[Source records]
[Start of section]

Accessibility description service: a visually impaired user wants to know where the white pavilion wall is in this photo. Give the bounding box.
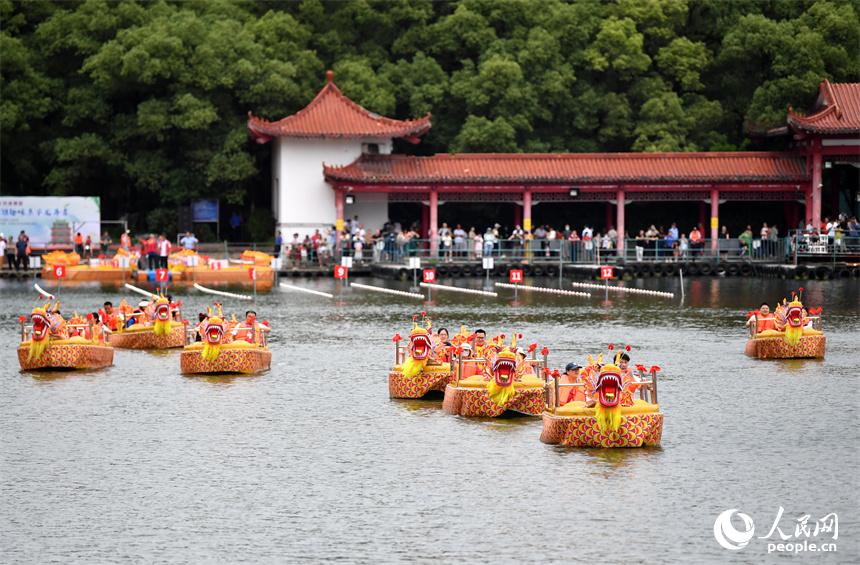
[273,137,390,238]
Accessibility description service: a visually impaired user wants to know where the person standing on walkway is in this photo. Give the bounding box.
[158,234,171,269]
[121,229,131,251]
[146,234,158,270]
[74,232,83,256]
[0,235,6,271]
[16,233,29,271]
[180,231,198,251]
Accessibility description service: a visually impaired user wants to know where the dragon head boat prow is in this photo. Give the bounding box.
[388,313,453,399]
[201,309,226,362]
[152,294,172,336]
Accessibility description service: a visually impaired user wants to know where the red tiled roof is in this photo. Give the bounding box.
[324,152,809,185]
[787,80,860,134]
[248,71,431,144]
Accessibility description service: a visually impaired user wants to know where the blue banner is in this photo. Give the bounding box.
[193,200,218,222]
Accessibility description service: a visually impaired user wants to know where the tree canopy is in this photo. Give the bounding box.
[2,0,857,234]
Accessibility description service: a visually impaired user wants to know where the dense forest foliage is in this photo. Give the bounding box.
[2,0,858,237]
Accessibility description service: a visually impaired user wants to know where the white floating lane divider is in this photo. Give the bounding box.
[419,282,498,297]
[34,283,55,299]
[496,282,591,298]
[350,283,423,299]
[570,281,674,298]
[194,283,253,300]
[124,283,157,297]
[279,282,334,299]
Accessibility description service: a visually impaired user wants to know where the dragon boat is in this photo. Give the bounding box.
[745,289,825,359]
[442,334,547,417]
[17,300,114,371]
[180,305,271,374]
[109,295,186,349]
[389,315,454,399]
[541,349,663,448]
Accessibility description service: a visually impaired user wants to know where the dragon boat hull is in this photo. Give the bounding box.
[442,379,546,417]
[109,324,185,349]
[17,342,114,371]
[744,335,825,359]
[541,403,663,448]
[389,363,453,398]
[180,346,271,374]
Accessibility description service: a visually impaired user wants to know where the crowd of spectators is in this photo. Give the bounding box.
[275,212,860,267]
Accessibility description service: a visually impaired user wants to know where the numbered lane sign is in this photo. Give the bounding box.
[248,267,256,280]
[53,265,66,278]
[423,269,436,283]
[482,257,494,270]
[186,255,199,267]
[155,269,169,282]
[334,266,348,279]
[341,256,353,268]
[510,269,523,283]
[408,257,421,269]
[601,266,614,279]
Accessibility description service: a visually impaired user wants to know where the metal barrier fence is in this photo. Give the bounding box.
[325,237,848,266]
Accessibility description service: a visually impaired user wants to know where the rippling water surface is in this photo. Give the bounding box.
[1,276,858,564]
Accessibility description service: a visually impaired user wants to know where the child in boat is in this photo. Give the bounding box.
[458,344,482,379]
[618,353,641,405]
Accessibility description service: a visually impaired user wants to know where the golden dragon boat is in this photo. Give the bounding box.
[109,295,186,349]
[180,306,271,374]
[541,350,663,448]
[389,315,453,399]
[17,301,114,371]
[442,335,547,417]
[745,290,825,359]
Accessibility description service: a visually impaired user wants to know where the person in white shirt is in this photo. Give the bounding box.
[453,225,467,257]
[581,225,594,260]
[0,235,6,269]
[483,228,494,257]
[158,234,171,269]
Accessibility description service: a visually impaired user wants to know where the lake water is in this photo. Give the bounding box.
[1,276,858,564]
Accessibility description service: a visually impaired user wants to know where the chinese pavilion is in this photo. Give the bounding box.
[249,74,859,250]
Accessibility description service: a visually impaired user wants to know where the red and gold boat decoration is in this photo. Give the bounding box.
[110,295,186,349]
[181,307,271,374]
[745,289,825,359]
[17,300,113,371]
[541,351,663,448]
[442,334,547,417]
[388,313,453,398]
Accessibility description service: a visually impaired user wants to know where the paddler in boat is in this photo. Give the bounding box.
[470,329,489,358]
[516,347,537,378]
[102,301,119,332]
[127,300,148,328]
[745,302,776,333]
[231,310,270,344]
[434,327,451,362]
[618,352,641,405]
[559,362,586,404]
[457,343,483,379]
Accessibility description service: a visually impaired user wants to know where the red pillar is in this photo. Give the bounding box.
[616,189,625,251]
[429,189,438,251]
[805,191,812,226]
[335,190,344,247]
[514,203,522,227]
[812,145,822,228]
[421,201,429,247]
[830,167,840,220]
[699,200,706,231]
[710,189,719,252]
[606,201,613,231]
[523,190,532,232]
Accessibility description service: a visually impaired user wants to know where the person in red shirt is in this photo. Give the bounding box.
[146,234,157,270]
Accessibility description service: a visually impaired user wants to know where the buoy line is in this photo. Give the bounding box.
[496,282,590,298]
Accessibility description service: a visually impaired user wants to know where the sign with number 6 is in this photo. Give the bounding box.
[53,265,66,278]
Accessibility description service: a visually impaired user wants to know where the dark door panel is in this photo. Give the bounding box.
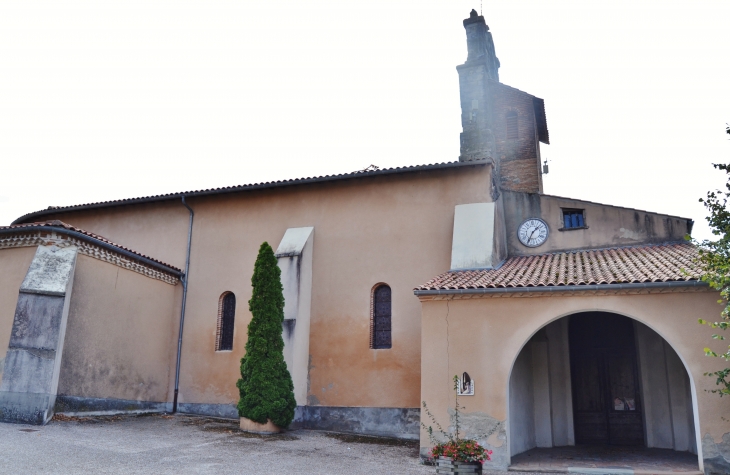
[574,412,609,444]
[569,312,645,446]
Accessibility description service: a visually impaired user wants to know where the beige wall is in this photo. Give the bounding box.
[46,165,492,410]
[503,191,691,255]
[0,247,36,376]
[43,201,191,270]
[58,254,181,403]
[419,290,729,470]
[176,167,491,409]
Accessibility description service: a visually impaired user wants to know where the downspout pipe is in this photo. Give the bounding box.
[173,196,194,413]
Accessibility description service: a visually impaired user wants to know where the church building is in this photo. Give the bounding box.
[0,10,728,474]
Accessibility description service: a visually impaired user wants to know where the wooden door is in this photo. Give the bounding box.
[569,313,644,446]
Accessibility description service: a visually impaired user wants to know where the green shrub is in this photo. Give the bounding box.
[236,242,296,427]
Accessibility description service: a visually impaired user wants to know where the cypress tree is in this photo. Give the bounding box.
[236,242,296,427]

[End of section]

** Task goal **
All preceding records should be duplicated verbatim, images excepted.

** Result below **
Accessibility description service: a visually impaired user wants to know where the white pavilion wall is in this photo. Give the bounding box.
[273,137,390,238]
Accessibility description service: a visually impaired user wants to know where the person standing on walkway is in this photo. Give the bounding box.
[158,234,171,269]
[121,229,131,251]
[146,234,158,270]
[74,232,83,256]
[0,235,6,271]
[16,233,29,271]
[180,231,198,251]
Accessibility description service: a visually impaired user wants to know where the dragon head boat prow is in this photo. Give the bounding box.
[388,313,453,399]
[201,309,226,362]
[152,294,172,336]
Accessibility description service: a visually impaired user wants to know where the red tiled roof is in this photo. Give the bounding box.
[324,152,809,185]
[787,80,860,134]
[248,71,431,144]
Accessibility description service: a visually impaired user wants to know where the blue banner is in this photo. Give the bounding box.
[193,200,218,222]
Accessibility description service: a visually impaired user wants to know where the tree canopy is in this photo. Give the bounding box.
[2,0,857,234]
Accessibility description service: a visually impaired user wants to know where the dense forest foliage is in this photo. Give the bounding box.
[2,0,858,237]
Accessibility description service: a visually impaired user wants to know where the white floating lane divider is in this photo. Give the bounding box.
[419,282,498,297]
[34,283,55,299]
[496,282,591,298]
[350,283,423,299]
[570,281,674,298]
[194,283,253,300]
[124,283,157,297]
[279,282,334,299]
Accessibility description service: a visually impaired user wants to know where the dragon boat is in this photo. Give the bounding box.
[745,289,825,359]
[442,334,547,417]
[17,300,114,371]
[180,305,271,374]
[109,295,186,349]
[389,315,454,399]
[541,349,663,448]
Accessibility description service: a visually impaired user wants to know where the dragon boat hull is in this photo. Give the bounding box.
[442,379,546,417]
[109,324,185,349]
[17,342,114,371]
[744,335,825,359]
[541,403,663,448]
[389,363,453,398]
[180,346,271,374]
Accessibility description service: a visually impaired user wants to know where the crowd of spectators is in this photo. Give the bounding box.
[275,212,860,267]
Accessibility description service: a visually impaired user wants to know where the numbered lane sign is in this photo. Give the bounding box.
[248,267,256,280]
[53,265,66,278]
[423,269,436,283]
[482,257,494,270]
[186,255,199,267]
[155,269,169,282]
[334,266,348,279]
[341,256,353,268]
[510,269,523,283]
[408,257,421,269]
[601,266,614,279]
Accessibility description service: a visually impaired user wants to know where the metal barrier fence is in this photo. Give the bounding box.
[325,237,848,266]
Accessibility description service: a visually impaired user wants to know where the rippling water surface is in this photo. Give the bounding box.
[1,276,858,564]
Accessibility description service: a visually impaired user wants to know where the child in boat is in this photo. Give the bounding box.
[458,344,482,379]
[618,353,641,405]
Accessibility description service: a visually impaired user wants to know where the golden dragon boat is in this photo. Give the bounding box.
[109,295,186,349]
[180,306,271,374]
[541,350,663,448]
[389,315,453,399]
[17,301,114,371]
[442,335,547,417]
[745,290,825,359]
Accessibility description service: a visually impaired user wants to know where the person in white shirt is in this photo. Give the bounding box.
[453,225,467,257]
[581,225,594,260]
[0,235,6,269]
[483,228,494,257]
[158,234,171,269]
Accessibility description service: a visually impaired user wants to know where the lake water is in this photo. Give the bounding box.
[1,276,858,564]
Accessibility description service: a visually impaired user wants to know where the chinese pavilion is in this photo. Give the bounding box.
[249,74,859,250]
Accessibility description service: a visually impaired user wants to know where the red and gold boat decoration is in this photo. Give the bounding box.
[110,295,186,349]
[181,307,271,374]
[745,289,825,359]
[17,300,113,371]
[541,351,663,448]
[442,334,547,417]
[388,313,453,398]
Accessibility description service: a visually impaired user wants to know where the paddler in boat is in this photo. Give the bounding box.
[470,329,489,358]
[516,347,537,378]
[102,301,119,332]
[127,300,148,328]
[745,302,776,333]
[231,310,270,344]
[434,327,451,362]
[618,352,641,405]
[559,362,586,404]
[457,343,483,379]
Accessibility description service: a visually impaired user wants to know where the red pillar is in this photo. Give the bounding box.
[616,189,625,251]
[429,189,438,251]
[805,191,812,226]
[335,190,344,247]
[514,203,522,227]
[812,145,822,228]
[421,201,429,247]
[830,167,840,220]
[699,200,706,231]
[710,189,719,252]
[606,201,613,231]
[523,190,532,232]
Accessibility description service: a visually impaired user wants to know where the person in red shirt is in this photo. Give the bounding box.
[146,234,157,270]
Accessibility description service: a visually impaired user wants to know where the buoy line is in this photo. Give the bounding box.
[496,282,590,298]
Accessibility description service: a visually impaired user wants to know where the sign with number 6 is in this photo. Give the bounding box.
[53,265,66,278]
Accessibility description service: a visually impaired user wants to know where the dark door panel is in this photo. Give the bounding box.
[574,412,609,444]
[569,312,645,446]
Accessibility description service: a visually impaired user wants to know where the beige wall is in this photo. Give the bounding box.
[46,165,492,410]
[503,191,691,255]
[0,247,36,376]
[43,201,191,270]
[58,254,181,403]
[419,290,729,470]
[176,167,491,409]
Accessibility description service: a visually impaired user wants to know where the downspout pipe is in this photo. Give the bounding box.
[173,196,194,413]
Accessibility description service: a visually impaired user wants to know where the church building is in this photo. Give the bounding box.
[0,10,728,474]
Accessibility description service: a visually impaired user wants to know where the wooden door is in this photo. Give the bounding box.
[569,313,644,446]
Accessibility description service: a visually impaired user wants to know where the green shrub is in this photo. Give the bounding box.
[236,242,296,427]
Accessibility description service: a visually impaired user wants to know where the cypress tree is in this photo. Give the bounding box.
[236,242,296,427]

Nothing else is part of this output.